What you should do: Restate the entries below verbatim.

Material for this exercise:
▬▬▬
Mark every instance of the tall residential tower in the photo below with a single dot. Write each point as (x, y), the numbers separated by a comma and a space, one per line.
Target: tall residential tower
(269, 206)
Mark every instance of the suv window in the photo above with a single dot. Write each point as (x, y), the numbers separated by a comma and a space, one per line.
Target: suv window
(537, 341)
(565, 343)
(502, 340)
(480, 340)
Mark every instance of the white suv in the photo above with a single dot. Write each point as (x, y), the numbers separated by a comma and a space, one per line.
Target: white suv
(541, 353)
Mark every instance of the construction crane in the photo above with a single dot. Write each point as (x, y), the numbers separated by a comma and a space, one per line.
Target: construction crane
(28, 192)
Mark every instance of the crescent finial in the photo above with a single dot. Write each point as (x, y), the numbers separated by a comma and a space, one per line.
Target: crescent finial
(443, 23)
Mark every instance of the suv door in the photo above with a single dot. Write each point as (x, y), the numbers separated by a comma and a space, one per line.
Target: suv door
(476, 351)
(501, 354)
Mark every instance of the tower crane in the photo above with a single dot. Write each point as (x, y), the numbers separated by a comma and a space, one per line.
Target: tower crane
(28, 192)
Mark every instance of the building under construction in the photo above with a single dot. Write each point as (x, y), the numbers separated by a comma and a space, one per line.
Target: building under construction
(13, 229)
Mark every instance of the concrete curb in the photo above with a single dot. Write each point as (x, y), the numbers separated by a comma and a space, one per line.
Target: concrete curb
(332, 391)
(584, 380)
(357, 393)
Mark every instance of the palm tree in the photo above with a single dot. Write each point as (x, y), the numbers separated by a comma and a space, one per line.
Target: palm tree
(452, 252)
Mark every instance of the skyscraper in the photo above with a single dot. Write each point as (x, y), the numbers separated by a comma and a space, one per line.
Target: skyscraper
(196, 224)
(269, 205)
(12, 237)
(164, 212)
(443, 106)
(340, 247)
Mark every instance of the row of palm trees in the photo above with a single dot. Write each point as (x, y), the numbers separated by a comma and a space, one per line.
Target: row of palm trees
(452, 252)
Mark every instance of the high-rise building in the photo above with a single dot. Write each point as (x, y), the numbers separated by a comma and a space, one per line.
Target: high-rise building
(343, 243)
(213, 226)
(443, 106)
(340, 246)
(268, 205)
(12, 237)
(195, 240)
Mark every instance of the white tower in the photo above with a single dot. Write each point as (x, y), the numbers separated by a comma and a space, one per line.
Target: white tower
▬▬▬
Answer for this exercise:
Mark every instance of the tall residential tower in the photo below with a single dot. Write each point as (x, y), the numbers separated by a comma and a space, one per line.
Target: tall residential tower
(269, 206)
Mark every instance of the suv window in the photo above with a single dot. Write each point as (x, y), the numbers separated by a comma and a space, one per line.
Target: suv window
(537, 341)
(565, 343)
(502, 340)
(480, 340)
Mark every instance of the white suv in the photo above with a single dot. Write each point as (x, y), the numbers separated by a comma and a space, one per line.
Target: white suv
(541, 353)
Mark every instance of the construction crane in the photo above with a single dot. Write each point as (x, y), the numbers separated by a comma and a space, one per line.
Target: construction crane
(28, 192)
Mark every instance of the crescent finial in the photo above with a single dot. Write each point as (x, y), the numbers separated by a comma and a space, one per line.
Target: crescent finial
(443, 23)
Mark every instance of the suv door in the photo above with a single dot. Write each point as (x, y), the numbers separated by a comma and a space, one per line.
Target: suv door
(476, 351)
(501, 354)
Mark every instance of the tower crane in the photo above with a single dot. Write each point as (x, y), the numbers separated by a comma and a space, one per line.
Target: tower crane
(28, 192)
Mark every instance of the building under construction in the photo above with a single dot. Write each point as (x, y), the numbers separated by a comma and a space, one per line.
Target: building under construction
(13, 229)
Mark every instance of the concrete curb in the photo above with a single dot. Write each point as (x, y), the numbers separated by a comma and a space, one per line.
Target: concrete curb
(332, 391)
(584, 380)
(357, 393)
Mark every instance of the palm tree in the photo above with a single dot. Write each point as (x, y), the numbers separated by a comma and a space, one per line.
Target: palm tree
(452, 252)
Mark every instance of the skyscraper in the photo above with a single dot. Write each point as (x, y), the numbers separated by a comma and a space, one per line.
Target: skyscraper
(196, 224)
(269, 205)
(12, 237)
(164, 212)
(443, 106)
(340, 247)
Mark every instance of the row of palm trees in the photo above with a single dot. Write each point as (x, y), the numbers separated by a comma and a space, one per line.
Target: row of palm trees
(452, 252)
Mark every instance of the high-rise building in the photo above with a single dot. Write each point as (x, y), the numbers separated by a comma and a space, one per line.
Target: high-rise building
(343, 243)
(213, 226)
(443, 106)
(340, 246)
(268, 205)
(12, 237)
(195, 240)
Mark every instance of the white tower in the photo above with a single dot. Write each point as (x, y), the numbers separated by a comma and a space, one per line.
Target: white tower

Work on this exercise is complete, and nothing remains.